● Task objective:
Reproduce the records without their pictures, keeping every word as it is.

Phrase grounding data
-*-*-

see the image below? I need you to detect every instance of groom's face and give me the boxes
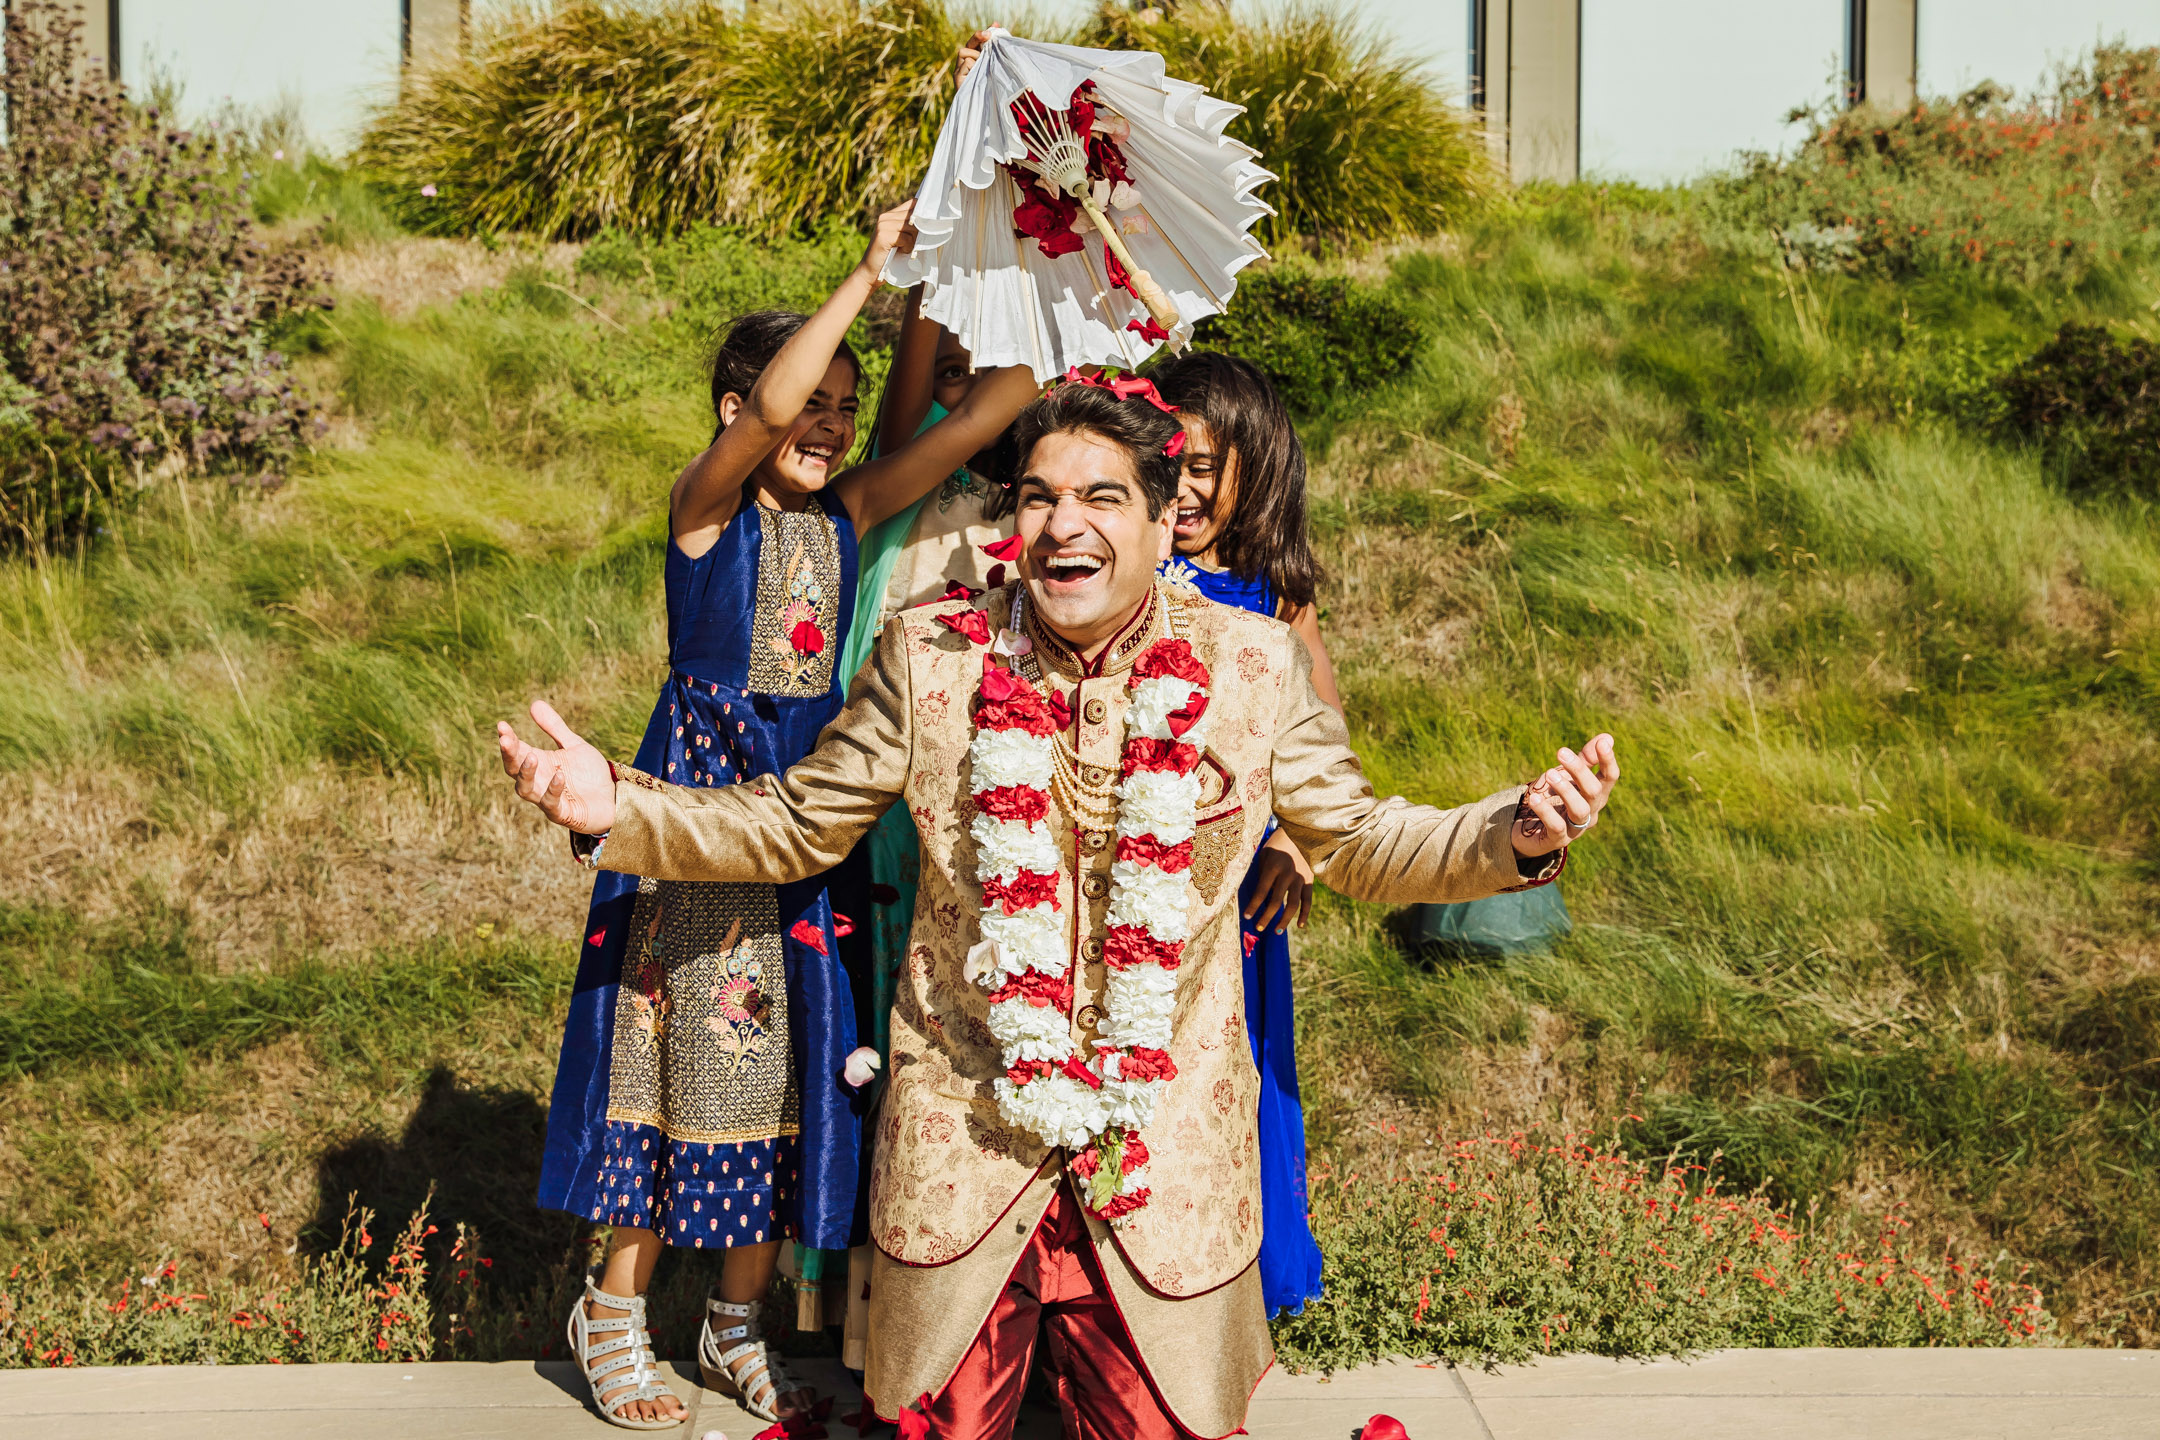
[1012,430,1174,654]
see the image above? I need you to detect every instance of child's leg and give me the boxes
[707,1239,822,1417]
[582,1225,688,1425]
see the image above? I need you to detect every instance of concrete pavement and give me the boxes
[3,1349,2155,1439]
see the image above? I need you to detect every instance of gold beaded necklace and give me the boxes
[1008,582,1188,829]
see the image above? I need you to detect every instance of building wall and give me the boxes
[115,0,402,149]
[1580,0,1844,185]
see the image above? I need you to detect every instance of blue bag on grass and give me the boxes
[1412,884,1572,959]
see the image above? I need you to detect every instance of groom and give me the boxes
[500,379,1618,1439]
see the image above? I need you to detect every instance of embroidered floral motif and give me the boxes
[748,507,842,696]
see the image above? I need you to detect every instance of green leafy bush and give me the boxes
[1191,263,1424,414]
[1276,1128,2056,1370]
[0,0,327,545]
[1995,322,2160,499]
[1718,43,2160,285]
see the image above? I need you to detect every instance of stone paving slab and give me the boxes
[1,1349,2154,1440]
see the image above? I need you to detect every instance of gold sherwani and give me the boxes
[593,584,1552,1435]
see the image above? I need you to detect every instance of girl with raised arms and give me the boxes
[545,204,1036,1430]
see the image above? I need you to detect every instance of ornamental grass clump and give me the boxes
[1277,1127,2056,1370]
[0,0,327,546]
[1720,43,2160,286]
[356,0,962,241]
[357,0,1489,247]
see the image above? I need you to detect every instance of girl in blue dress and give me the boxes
[543,205,1035,1430]
[1153,352,1336,1319]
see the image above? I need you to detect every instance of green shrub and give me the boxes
[1275,1128,2056,1370]
[1190,263,1424,414]
[1995,322,2160,499]
[0,0,327,546]
[1089,2,1492,247]
[1716,43,2160,286]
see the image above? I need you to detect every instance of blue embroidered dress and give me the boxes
[537,494,863,1253]
[1160,555,1326,1318]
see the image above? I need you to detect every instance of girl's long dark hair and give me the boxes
[1152,353,1323,610]
[708,309,860,441]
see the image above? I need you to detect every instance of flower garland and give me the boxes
[951,593,1211,1220]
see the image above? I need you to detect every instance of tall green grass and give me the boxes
[1287,185,2158,1340]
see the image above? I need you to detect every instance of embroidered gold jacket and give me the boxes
[593,583,1551,1293]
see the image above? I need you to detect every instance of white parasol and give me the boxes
[883,28,1274,383]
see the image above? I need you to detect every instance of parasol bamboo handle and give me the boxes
[1082,197,1181,339]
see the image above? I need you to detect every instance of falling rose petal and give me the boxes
[587,930,607,947]
[832,912,856,938]
[788,919,829,956]
[938,608,992,645]
[871,884,900,905]
[1361,1417,1411,1440]
[980,534,1024,562]
[1129,316,1172,346]
[987,563,1007,588]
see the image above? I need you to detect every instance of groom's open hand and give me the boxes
[1512,733,1619,858]
[498,701,616,836]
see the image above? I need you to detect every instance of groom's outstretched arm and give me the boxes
[1266,640,1616,905]
[501,622,915,886]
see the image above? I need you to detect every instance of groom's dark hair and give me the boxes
[1010,380,1183,518]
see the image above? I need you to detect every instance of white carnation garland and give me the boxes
[955,596,1210,1221]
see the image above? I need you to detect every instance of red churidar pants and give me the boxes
[913,1180,1197,1440]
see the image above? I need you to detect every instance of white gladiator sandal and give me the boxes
[699,1296,800,1423]
[566,1277,680,1431]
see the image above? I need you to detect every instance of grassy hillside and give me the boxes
[1,177,2154,1363]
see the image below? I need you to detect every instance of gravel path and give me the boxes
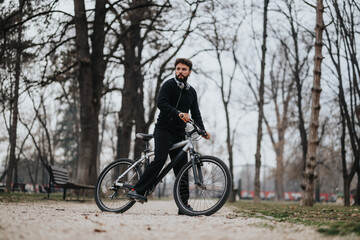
[0,200,357,240]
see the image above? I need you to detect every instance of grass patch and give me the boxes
[0,192,94,203]
[0,192,61,202]
[229,200,360,237]
[318,222,360,236]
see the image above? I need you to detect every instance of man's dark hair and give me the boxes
[174,58,193,70]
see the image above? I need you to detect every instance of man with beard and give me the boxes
[127,58,210,214]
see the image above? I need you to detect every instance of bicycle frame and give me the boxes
[113,131,204,193]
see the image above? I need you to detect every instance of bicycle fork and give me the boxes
[190,151,206,190]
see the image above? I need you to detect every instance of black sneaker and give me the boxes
[126,189,147,202]
[178,204,193,215]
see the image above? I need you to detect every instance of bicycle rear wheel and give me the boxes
[173,155,232,216]
[95,159,142,213]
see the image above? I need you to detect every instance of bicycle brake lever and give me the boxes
[198,129,207,136]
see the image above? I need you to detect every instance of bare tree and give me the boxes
[264,0,313,201]
[254,0,270,203]
[271,0,314,173]
[237,0,271,203]
[4,0,24,192]
[72,0,107,184]
[197,1,246,202]
[324,0,360,206]
[301,0,325,206]
[263,51,295,201]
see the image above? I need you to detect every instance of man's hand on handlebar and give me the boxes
[179,115,211,140]
[179,112,190,123]
[201,131,211,140]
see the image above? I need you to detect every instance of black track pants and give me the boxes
[134,128,189,203]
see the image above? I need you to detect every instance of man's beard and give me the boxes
[175,74,188,83]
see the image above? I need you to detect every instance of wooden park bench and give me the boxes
[48,165,94,200]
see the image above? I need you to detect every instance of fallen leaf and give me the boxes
[226,214,237,219]
[94,229,106,233]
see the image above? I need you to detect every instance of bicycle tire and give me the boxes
[95,159,142,213]
[173,155,232,216]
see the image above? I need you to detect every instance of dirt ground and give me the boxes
[0,199,358,240]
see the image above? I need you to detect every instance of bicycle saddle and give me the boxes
[136,133,154,141]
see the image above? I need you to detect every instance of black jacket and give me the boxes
[155,78,205,134]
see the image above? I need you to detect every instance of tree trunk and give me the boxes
[116,124,122,159]
[134,72,146,159]
[355,172,360,205]
[340,106,355,206]
[119,0,148,159]
[254,0,269,203]
[73,0,106,184]
[34,157,39,192]
[74,101,80,178]
[296,79,308,171]
[14,160,18,189]
[344,178,351,207]
[356,106,360,206]
[97,104,108,171]
[119,71,147,160]
[315,173,320,202]
[5,0,23,192]
[275,144,284,201]
[118,58,138,158]
[265,54,295,202]
[301,0,324,206]
[224,105,235,202]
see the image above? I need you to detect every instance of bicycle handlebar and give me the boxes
[178,113,208,138]
[187,119,207,137]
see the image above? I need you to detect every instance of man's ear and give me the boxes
[188,70,192,76]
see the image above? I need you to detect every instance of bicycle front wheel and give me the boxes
[95,159,142,213]
[173,155,232,216]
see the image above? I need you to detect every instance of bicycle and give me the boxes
[94,119,232,216]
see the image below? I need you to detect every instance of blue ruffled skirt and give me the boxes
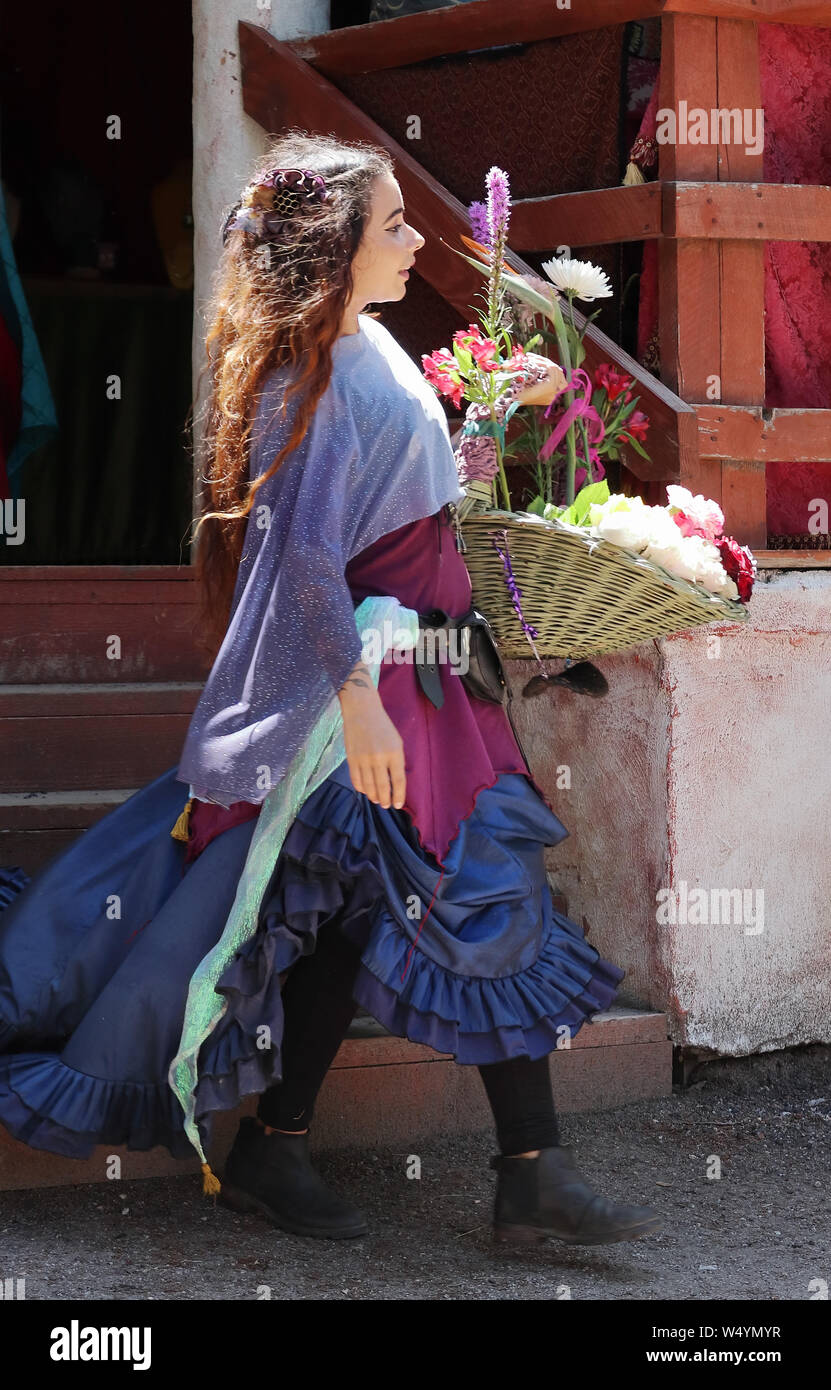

-*-*-

● Reply:
see the image below? I need you to detect every instance of groom's face and give me the boxes
[1012,430,1174,654]
see the image above? I need you to detect every instance of child's leg and give me the boxes
[707,1239,822,1417]
[582,1225,688,1425]
see the image above? I need you to detect every instance of concrete pavement and give me the boxes
[3,1349,2155,1439]
see the image above? I need you to detect every instance of gold beaded necklace and give me the boxes
[1008,582,1188,829]
see the image above? I need you to detect every instance of building wall and give me the boxes
[115,0,402,149]
[1580,0,1844,185]
see the image above? I need you to detect every instance of blue bag on grass and give me the boxes
[1412,884,1572,959]
see the image above? I need you to detect every instance of groom and give me the boxes
[500,379,1618,1439]
see the image above? I need you to detect every instance of embroidered floral motif and give me the boxes
[748,507,842,696]
see the image above? I need you to detect every instance of green leafy bush and give me the boxes
[1191,263,1424,414]
[1276,1128,2056,1370]
[0,0,327,545]
[1995,322,2160,499]
[1718,43,2160,285]
see the image above? I need you to detect every instance of stone paving slab and give me the boxes
[1,1349,2154,1440]
see the image above? I need you to detect every instance of gold sherwani and give me the boxes
[593,584,1552,1435]
see the image above? I need you to detect every instance of girl with raised arms and give me the boxes
[545,204,1036,1430]
see the image above? I need you to detect every instance of ornamental grass clump and give me the boxes
[1277,1127,2056,1370]
[0,0,327,546]
[1720,43,2160,286]
[356,0,962,241]
[357,0,1489,247]
see the image above? I need you to detect every instance of girl in blue dress and give me the boxes
[543,205,1035,1430]
[1153,352,1336,1319]
see the image above? I need you to detect every instance of green shrub and give me the boxes
[1275,1128,2056,1370]
[1190,263,1424,414]
[1995,322,2160,499]
[0,0,327,546]
[1089,2,1492,247]
[1716,43,2160,286]
see the image above? I need you to detect every instance of blue embroidered dress and give me the boxes
[537,494,863,1253]
[1160,555,1326,1318]
see the image above? I need you to detect every instance of girl's long dark hair and give me the boxes
[1152,353,1323,610]
[708,309,860,441]
see the image above? I need you to detect every instance of flower garland and give me the boxes
[951,593,1211,1220]
see the image above? I need you to detect every instance of tall green grass and give me the boxes
[1287,185,2158,1340]
see the image above? I need you to detect every instance of embroidered gold jacket and give me the boxes
[593,583,1551,1293]
see the image above? I need you to detect every instance of white parasol and give me the boxes
[883,28,1274,383]
see the image above? I need you to detect every instance of parasol bamboo handle and give me the boxes
[1082,197,1181,339]
see the image above? I need you to detect every instance of falling rose petal and give me the boxes
[587,930,607,947]
[832,912,856,938]
[788,919,829,956]
[938,608,992,645]
[871,884,900,905]
[1361,1417,1411,1440]
[980,534,1024,562]
[1129,316,1172,346]
[987,563,1007,588]
see the image above? I need you to detect every instance of groom's open hand and give me the boxes
[1512,733,1619,858]
[498,701,616,836]
see the image above? I need you to detect every instance of groom's outstretched arm and give me the boxes
[1266,640,1616,905]
[501,622,915,886]
see the image above? I need you to detect every instance of groom's dark hair and give me the boxes
[1010,380,1183,518]
see the image above? I need you to detect every instance of white carnation garland and give me the boxes
[955,596,1210,1221]
see the image above? I need you to detect every instance of red churidar pants and give me the boxes
[913,1180,1197,1440]
see the image above? I need you to detect every instance of white gladiator sandal and give me the boxes
[699,1296,800,1423]
[566,1277,680,1431]
see the image above? I need you to detect every instance of grassy hillside and give me the boxes
[1,177,2154,1363]
see the image below? I need you to detect every instance of gravel path and give me the boxes
[0,200,357,240]
see the image above? I need you to detect every instance of grass patch and give me the boxes
[0,192,94,203]
[0,192,61,202]
[229,200,360,237]
[318,222,360,236]
see the image above? I need you to detect every instance of man's dark hair and give me the boxes
[174,58,193,70]
see the image above? I need you to detect every instance of man with beard and give me the boxes
[127,58,210,214]
see the image above? I need you to detect every instance of bicycle frame and give me the boxes
[113,131,204,193]
see the image above? I need you to detect every instance of bicycle fork and give me the boxes
[190,151,206,190]
see the image above? I need you to detect every instance of black sneaker and give me the boxes
[126,189,147,202]
[178,204,193,215]
see the image above? I need you to detect every instance of bicycle rear wheel and give me the boxes
[173,155,232,216]
[95,159,142,213]
see the image above? I need you to detect every instance of bicycle brake lever and give me the boxes
[198,129,207,136]
see the image above? I need you to detect every instance of bare tree and give me the boxes
[264,0,313,201]
[254,0,270,203]
[271,0,314,173]
[237,0,271,203]
[4,0,24,192]
[72,0,107,184]
[197,1,246,202]
[324,0,360,206]
[301,0,325,206]
[263,51,295,201]
see the image above? I need you to detect every instance of man's hand on handlebar and give me the boxes
[179,115,211,140]
[179,112,190,123]
[201,131,211,140]
see the image above? I need you to detect every instance of black track pants and give me the boxes
[134,128,189,203]
see the image above? I need you to detect every instance of man's beard and give me the boxes
[175,74,188,83]
see the image above? I need you to detect every instance of wooden park bench and give me the boxes
[48,165,94,200]
see the image above? I need you to detect every instance of fallen leaf and give me the boxes
[226,214,237,219]
[94,229,106,233]
see the image above? I need you to detect every instance of bicycle tire and give me the boxes
[95,159,142,213]
[173,155,232,216]
see the image above? I need you to detect every instance of dirt ground and give me the boxes
[0,199,358,240]
see the image above? I need you to detect every instance of bicycle saddle and give me the boxes
[136,133,154,141]
see the image above? I need you to detect every instance of black jacket and give me the boxes
[155,78,205,134]
see the image above? I need you to detect every instance of tree trunk and give me the boxes
[116,124,122,159]
[134,72,146,159]
[355,172,360,205]
[340,106,355,206]
[119,0,148,159]
[254,0,269,203]
[73,0,106,184]
[34,157,39,192]
[74,101,80,178]
[296,79,308,171]
[14,160,18,189]
[344,178,351,207]
[356,106,360,206]
[97,104,108,171]
[119,71,147,160]
[315,173,320,202]
[5,0,23,192]
[275,144,284,201]
[118,58,138,158]
[265,54,295,202]
[301,0,324,206]
[224,105,235,202]
see the image above? I need you to detect every instance of bicycle handlebar and give me the boxes
[178,113,208,138]
[187,119,207,137]
see the image above? I need you to detect every instance of man's ear and give me the boxes
[188,70,192,76]
see the image above? I need you to detect every instance of bicycle front wheel and give me the boxes
[95,159,142,213]
[173,155,232,216]
see the image above? I need you to detect every instance of bicycle and give me the boxes
[94,119,232,216]
see the image below? I need you to detect every instance of blue ruffled skirt and give me the boxes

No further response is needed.